## [Exercise requirements]
List the lines of the records below as a numbered list, leaving out any blank lines, covering only the lines between the line holding "Rules: pick out every instance of the white dress" and the line holding "point(378, 318)", inclusive.

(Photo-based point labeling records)
==============================

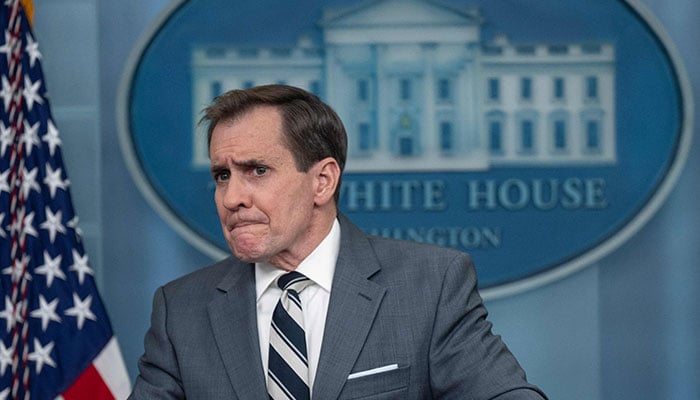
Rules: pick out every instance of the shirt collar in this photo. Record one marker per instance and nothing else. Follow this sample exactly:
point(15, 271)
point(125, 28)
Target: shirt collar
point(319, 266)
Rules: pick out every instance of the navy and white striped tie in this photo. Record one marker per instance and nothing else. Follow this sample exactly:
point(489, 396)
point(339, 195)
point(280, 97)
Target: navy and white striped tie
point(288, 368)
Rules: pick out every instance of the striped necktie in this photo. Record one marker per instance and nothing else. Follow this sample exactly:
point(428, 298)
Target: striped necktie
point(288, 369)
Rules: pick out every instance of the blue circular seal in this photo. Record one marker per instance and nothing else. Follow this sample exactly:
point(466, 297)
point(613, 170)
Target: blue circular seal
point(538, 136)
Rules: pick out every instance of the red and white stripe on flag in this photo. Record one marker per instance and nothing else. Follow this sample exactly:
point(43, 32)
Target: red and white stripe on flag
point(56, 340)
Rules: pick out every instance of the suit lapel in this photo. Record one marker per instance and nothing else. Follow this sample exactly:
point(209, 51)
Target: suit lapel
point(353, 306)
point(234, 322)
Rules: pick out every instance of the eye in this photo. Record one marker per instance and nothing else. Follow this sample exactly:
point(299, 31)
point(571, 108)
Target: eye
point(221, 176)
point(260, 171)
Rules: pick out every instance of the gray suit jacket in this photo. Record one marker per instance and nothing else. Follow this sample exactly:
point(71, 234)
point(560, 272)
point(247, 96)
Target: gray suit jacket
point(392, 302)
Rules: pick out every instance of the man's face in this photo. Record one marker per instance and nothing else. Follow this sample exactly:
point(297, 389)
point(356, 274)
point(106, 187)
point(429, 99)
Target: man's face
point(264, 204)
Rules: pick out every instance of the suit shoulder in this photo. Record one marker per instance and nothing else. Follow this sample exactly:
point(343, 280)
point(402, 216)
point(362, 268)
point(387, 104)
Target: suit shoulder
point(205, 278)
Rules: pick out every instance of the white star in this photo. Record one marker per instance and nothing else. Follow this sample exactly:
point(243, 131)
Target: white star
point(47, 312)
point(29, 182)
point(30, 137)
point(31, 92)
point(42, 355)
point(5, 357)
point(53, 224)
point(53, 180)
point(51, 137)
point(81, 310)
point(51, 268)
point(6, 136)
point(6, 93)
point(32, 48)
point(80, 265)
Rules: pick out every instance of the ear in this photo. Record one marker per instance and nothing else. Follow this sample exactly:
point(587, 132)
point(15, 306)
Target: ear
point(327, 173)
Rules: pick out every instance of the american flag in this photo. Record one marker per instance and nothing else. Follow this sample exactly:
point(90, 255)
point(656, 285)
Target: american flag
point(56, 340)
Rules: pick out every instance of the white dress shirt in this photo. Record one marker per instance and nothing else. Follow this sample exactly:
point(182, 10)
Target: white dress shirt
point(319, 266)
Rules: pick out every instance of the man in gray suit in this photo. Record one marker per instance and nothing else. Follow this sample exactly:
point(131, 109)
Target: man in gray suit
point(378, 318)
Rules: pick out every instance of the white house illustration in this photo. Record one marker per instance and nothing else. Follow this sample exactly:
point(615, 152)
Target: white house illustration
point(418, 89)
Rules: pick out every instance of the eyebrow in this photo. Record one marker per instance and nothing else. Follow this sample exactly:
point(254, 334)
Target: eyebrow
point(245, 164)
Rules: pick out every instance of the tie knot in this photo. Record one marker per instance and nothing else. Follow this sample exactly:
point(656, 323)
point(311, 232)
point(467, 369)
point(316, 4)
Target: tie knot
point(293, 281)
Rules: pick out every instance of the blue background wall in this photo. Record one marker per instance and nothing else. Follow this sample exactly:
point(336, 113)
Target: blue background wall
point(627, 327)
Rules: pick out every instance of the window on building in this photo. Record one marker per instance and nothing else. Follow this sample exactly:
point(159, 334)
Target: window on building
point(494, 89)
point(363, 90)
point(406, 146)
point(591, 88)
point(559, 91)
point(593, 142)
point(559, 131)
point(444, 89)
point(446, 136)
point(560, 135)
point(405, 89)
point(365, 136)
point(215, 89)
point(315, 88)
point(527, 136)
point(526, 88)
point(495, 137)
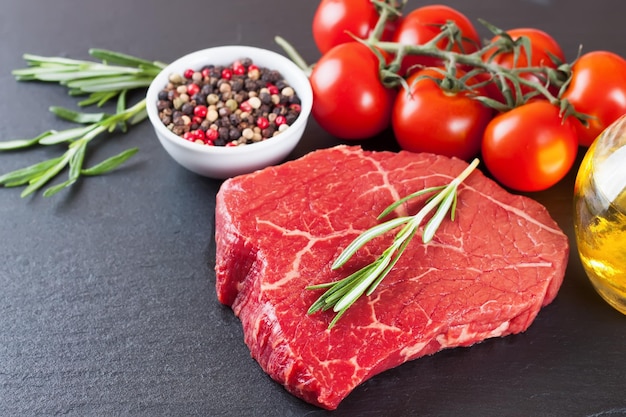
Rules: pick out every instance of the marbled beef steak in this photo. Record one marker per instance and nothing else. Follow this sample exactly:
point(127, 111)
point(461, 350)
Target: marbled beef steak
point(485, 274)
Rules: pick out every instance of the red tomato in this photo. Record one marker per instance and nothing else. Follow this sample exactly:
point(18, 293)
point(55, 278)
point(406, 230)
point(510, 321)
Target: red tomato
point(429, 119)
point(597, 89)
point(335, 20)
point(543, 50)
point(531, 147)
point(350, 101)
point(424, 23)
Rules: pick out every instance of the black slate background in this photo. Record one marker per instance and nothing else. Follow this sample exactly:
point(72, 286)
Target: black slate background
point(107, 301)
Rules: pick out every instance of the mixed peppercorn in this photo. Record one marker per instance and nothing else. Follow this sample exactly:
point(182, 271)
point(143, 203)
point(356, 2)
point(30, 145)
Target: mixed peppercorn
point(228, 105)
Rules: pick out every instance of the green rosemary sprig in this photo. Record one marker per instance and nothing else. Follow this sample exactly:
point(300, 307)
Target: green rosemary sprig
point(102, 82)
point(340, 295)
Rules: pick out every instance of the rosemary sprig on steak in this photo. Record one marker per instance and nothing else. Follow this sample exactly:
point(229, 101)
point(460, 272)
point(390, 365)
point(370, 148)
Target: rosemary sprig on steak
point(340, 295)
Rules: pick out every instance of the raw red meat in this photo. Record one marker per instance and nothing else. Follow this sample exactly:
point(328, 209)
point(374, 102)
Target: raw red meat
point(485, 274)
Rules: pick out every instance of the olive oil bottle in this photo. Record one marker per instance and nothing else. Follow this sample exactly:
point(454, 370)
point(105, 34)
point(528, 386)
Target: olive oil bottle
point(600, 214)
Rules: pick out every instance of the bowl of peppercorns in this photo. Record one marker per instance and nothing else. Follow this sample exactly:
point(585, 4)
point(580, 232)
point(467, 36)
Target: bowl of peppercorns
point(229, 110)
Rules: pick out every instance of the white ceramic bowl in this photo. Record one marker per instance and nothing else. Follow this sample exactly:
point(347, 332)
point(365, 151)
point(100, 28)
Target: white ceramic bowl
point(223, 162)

==============================

## [Exercise result]
1. Rules: pick out every instance of the white dress shirt in this photo. Record one marker per instance and nothing else. Follow this sample exactly:
2. point(182, 10)
3. Target: white dress shirt
4. point(319, 266)
5. Rules: pick out every instance of the man in gray suit in this photo. Record one marker per instance and nothing else. Follow this sample exactly:
6. point(131, 109)
7. Target: man in gray suit
8. point(378, 318)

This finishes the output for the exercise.